■ Testo da leggere:
-------------------------

Cultura e Spettacoli

L’emerito cattedratico che censiva le verdure

Il sovrano fu un uomo duro e spietato e commise molti crimini Tuttavia è anche estraneo all’assassinio del Battista...

È pieno di indovinelli il romanzo di Raffaele Crovi Nerofumo, a partire dall’enigmatico protagonista, Ermes Consigli. Non a caso la moglie, a chi le chiede perché continui ad amare un marito tanto misterioso, risponde: «Perché ha il fascino dello sconosciuto». Ermes ha una personalità proteiforme: è un emerito professore di linguistica dell’università La Sapienza di Roma impegnato a censire la miriade di termini con cui nelle varie regioni d’Italia si chiamano le verdure, ma anche un’eminenza grigia dei mass media, dottor Mabuse e cittadino Kane, sui quali imperversa mediante una rivista di indiscrezioni, More, composta in casa di una contessa romana cui è legato da un sistema di omertà incrociate.
Di origini ciociare, amico di Libero De Libero, Ermes in passato è stato quasi un terrorista: con sublime chic, si è limitato a esplodere dei colpi di pistola contro gli alberi dell’Appia antica. Grazie a More ha fatto vacillare governi, direttori di quotidiani, finanzieri. Adesso vive a Olevano, in una splendida villa immersa nel verde. Il paese laziale è stato scelto per ragioni semiologiche: è infatti ad Olevano che Samuel Morse ebbe l’intuizione del suo codice, oggidì universalmente abbandonato. Tra le molte occupazioni del professore c’è infine quella di disegnare, ma a nerofumo, tenui immagini femminili.

-------------------------

■ Dati presentati:
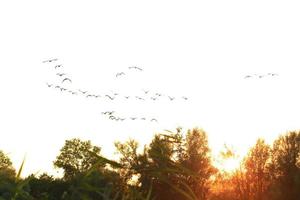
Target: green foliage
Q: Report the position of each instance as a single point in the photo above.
(76, 157)
(174, 166)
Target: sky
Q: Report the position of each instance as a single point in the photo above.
(198, 49)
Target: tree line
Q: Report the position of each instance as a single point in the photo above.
(174, 166)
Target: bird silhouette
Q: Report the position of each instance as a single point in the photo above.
(139, 98)
(272, 74)
(146, 91)
(60, 74)
(137, 68)
(57, 66)
(49, 85)
(120, 74)
(66, 79)
(83, 92)
(108, 112)
(110, 97)
(50, 60)
(171, 98)
(153, 120)
(185, 98)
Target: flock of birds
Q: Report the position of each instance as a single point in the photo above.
(146, 95)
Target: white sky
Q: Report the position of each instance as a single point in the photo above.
(199, 49)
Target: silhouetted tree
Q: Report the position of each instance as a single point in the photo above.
(6, 168)
(285, 169)
(76, 157)
(197, 159)
(257, 170)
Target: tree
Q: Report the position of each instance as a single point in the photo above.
(257, 170)
(6, 168)
(77, 157)
(197, 159)
(285, 169)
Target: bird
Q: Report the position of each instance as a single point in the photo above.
(137, 68)
(112, 117)
(139, 98)
(57, 66)
(66, 79)
(50, 60)
(49, 85)
(146, 91)
(153, 120)
(120, 74)
(111, 98)
(171, 98)
(60, 74)
(185, 98)
(108, 112)
(272, 74)
(260, 76)
(83, 92)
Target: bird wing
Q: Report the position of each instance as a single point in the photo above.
(66, 79)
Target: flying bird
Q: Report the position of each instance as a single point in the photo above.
(171, 98)
(120, 74)
(153, 120)
(108, 112)
(60, 74)
(83, 92)
(272, 74)
(66, 79)
(57, 66)
(146, 91)
(111, 98)
(49, 85)
(139, 98)
(137, 68)
(51, 60)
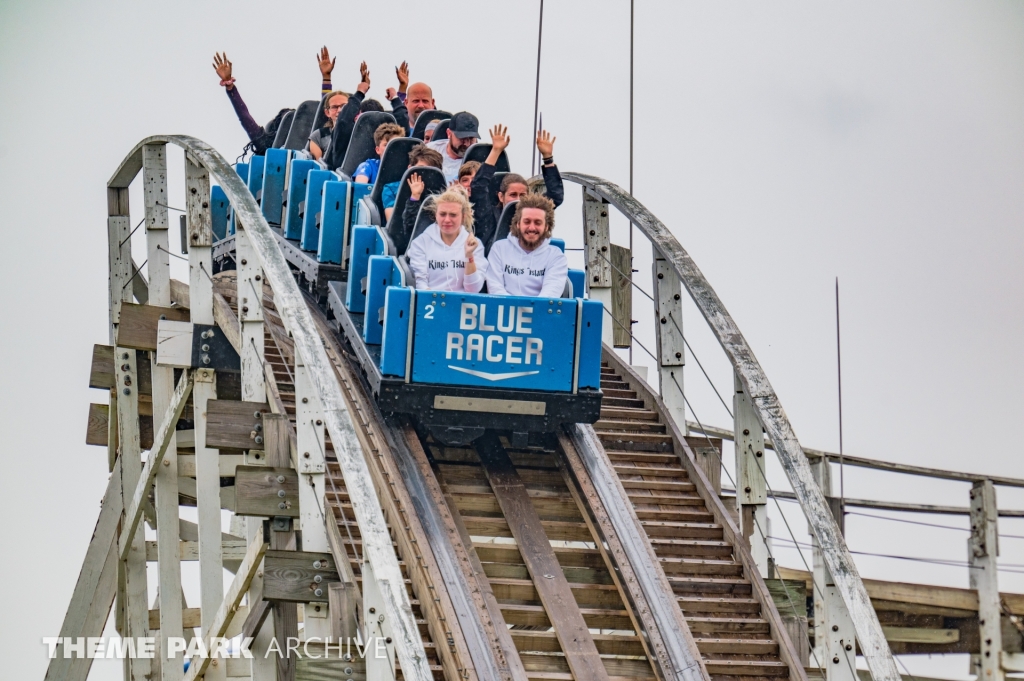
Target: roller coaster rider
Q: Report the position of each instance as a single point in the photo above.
(482, 193)
(446, 256)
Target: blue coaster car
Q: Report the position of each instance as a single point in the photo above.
(460, 363)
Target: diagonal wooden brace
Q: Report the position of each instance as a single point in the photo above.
(161, 440)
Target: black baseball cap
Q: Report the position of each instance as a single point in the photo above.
(464, 125)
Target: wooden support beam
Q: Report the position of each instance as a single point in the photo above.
(101, 371)
(235, 425)
(573, 635)
(98, 431)
(622, 295)
(232, 599)
(162, 439)
(258, 492)
(632, 562)
(137, 328)
(983, 550)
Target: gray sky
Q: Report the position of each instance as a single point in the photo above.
(784, 143)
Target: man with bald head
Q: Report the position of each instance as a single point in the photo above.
(418, 99)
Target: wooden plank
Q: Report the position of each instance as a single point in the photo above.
(247, 570)
(163, 439)
(233, 425)
(266, 492)
(709, 454)
(137, 328)
(292, 576)
(622, 296)
(921, 635)
(232, 550)
(97, 431)
(179, 293)
(632, 562)
(101, 371)
(224, 316)
(573, 635)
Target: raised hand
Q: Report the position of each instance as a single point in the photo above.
(471, 243)
(402, 74)
(500, 138)
(545, 143)
(222, 67)
(326, 62)
(416, 185)
(365, 75)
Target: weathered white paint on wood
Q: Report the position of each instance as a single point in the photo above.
(876, 650)
(174, 343)
(983, 550)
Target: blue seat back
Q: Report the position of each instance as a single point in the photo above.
(338, 212)
(360, 144)
(393, 166)
(243, 170)
(283, 129)
(272, 192)
(367, 242)
(255, 181)
(311, 204)
(295, 203)
(433, 182)
(219, 212)
(383, 271)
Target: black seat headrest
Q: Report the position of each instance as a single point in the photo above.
(504, 223)
(321, 119)
(302, 125)
(286, 125)
(479, 153)
(360, 144)
(423, 220)
(440, 132)
(425, 118)
(392, 167)
(433, 182)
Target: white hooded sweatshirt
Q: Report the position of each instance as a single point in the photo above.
(514, 271)
(438, 266)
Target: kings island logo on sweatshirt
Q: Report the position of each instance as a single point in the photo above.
(444, 264)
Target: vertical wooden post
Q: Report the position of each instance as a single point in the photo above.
(983, 549)
(671, 348)
(250, 295)
(752, 487)
(380, 653)
(597, 240)
(132, 598)
(168, 558)
(250, 282)
(311, 466)
(835, 634)
(622, 295)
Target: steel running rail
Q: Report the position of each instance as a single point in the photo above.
(769, 410)
(292, 307)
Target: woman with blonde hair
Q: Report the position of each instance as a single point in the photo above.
(446, 256)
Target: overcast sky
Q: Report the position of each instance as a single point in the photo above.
(784, 144)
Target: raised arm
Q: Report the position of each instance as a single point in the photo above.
(552, 178)
(223, 67)
(326, 65)
(499, 141)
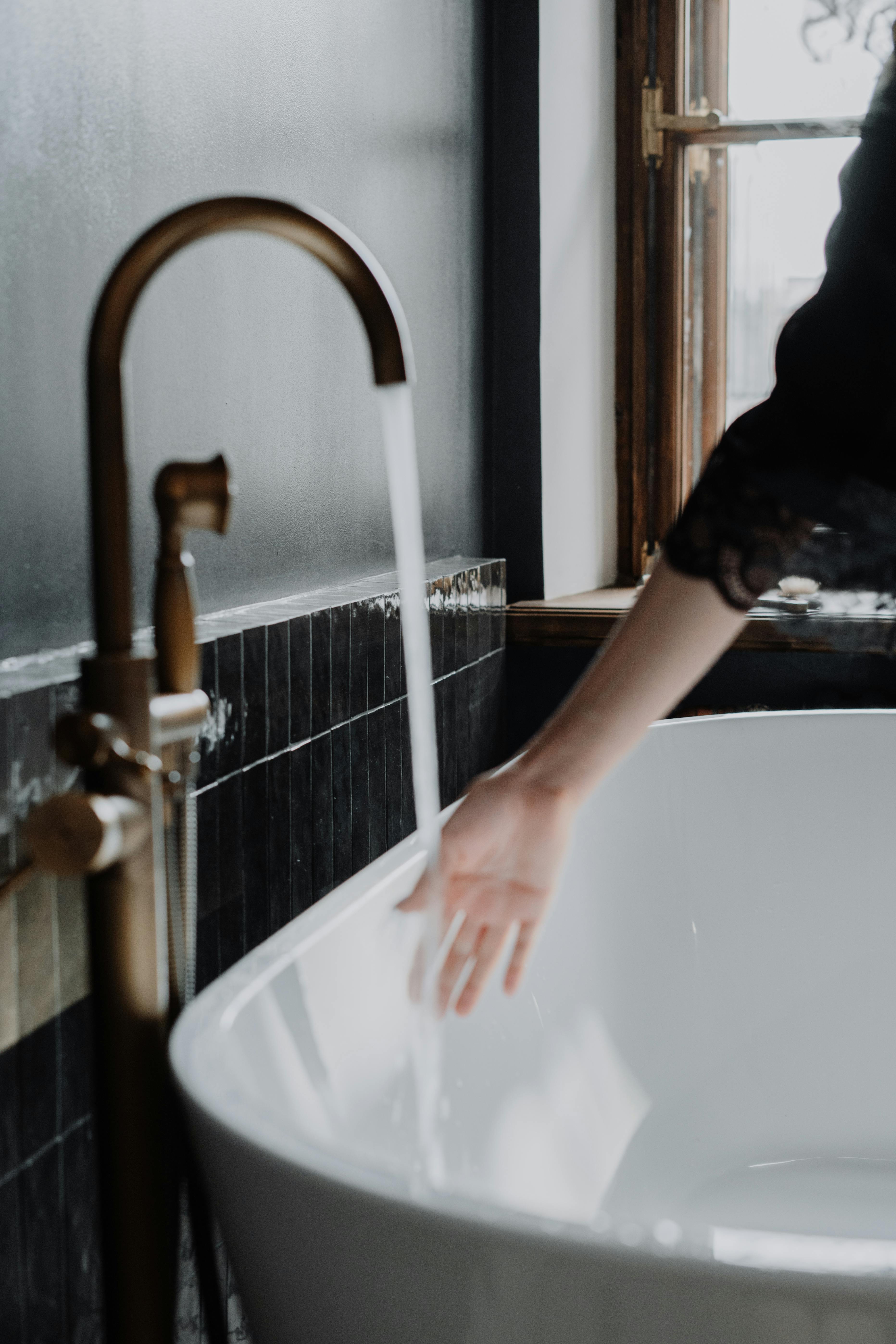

-------------------------

■ Compiti da svolgere:
A. Riporta dall'articolo su Nerofumo il passo compreso tra "L’emerito cattedratico che" e "all’assassinio del Battista...", estremi inclusi.
B. Rispondi a queste domande sull'articolo su Nerofumo.
(i) In quale università insegna Ermes Consigli?
(ii) Come si chiama la rivista di indiscrezioni con cui Ermes imperversa sui mass media?
(iii) In quale paese vive adesso Ermes?

■ Risposte agli esercizi:
A.
L’emerito cattedratico che censiva le verdure

Il sovrano fu un uomo duro e spietato e commise molti crimini Tuttavia è anche estraneo all’assassinio del Battista...

B.
(i) Ermes Consigli insegna all'università La Sapienza di Roma.
(ii) La rivista si chiama More.
(iii) Adesso Ermes vive a Olevano.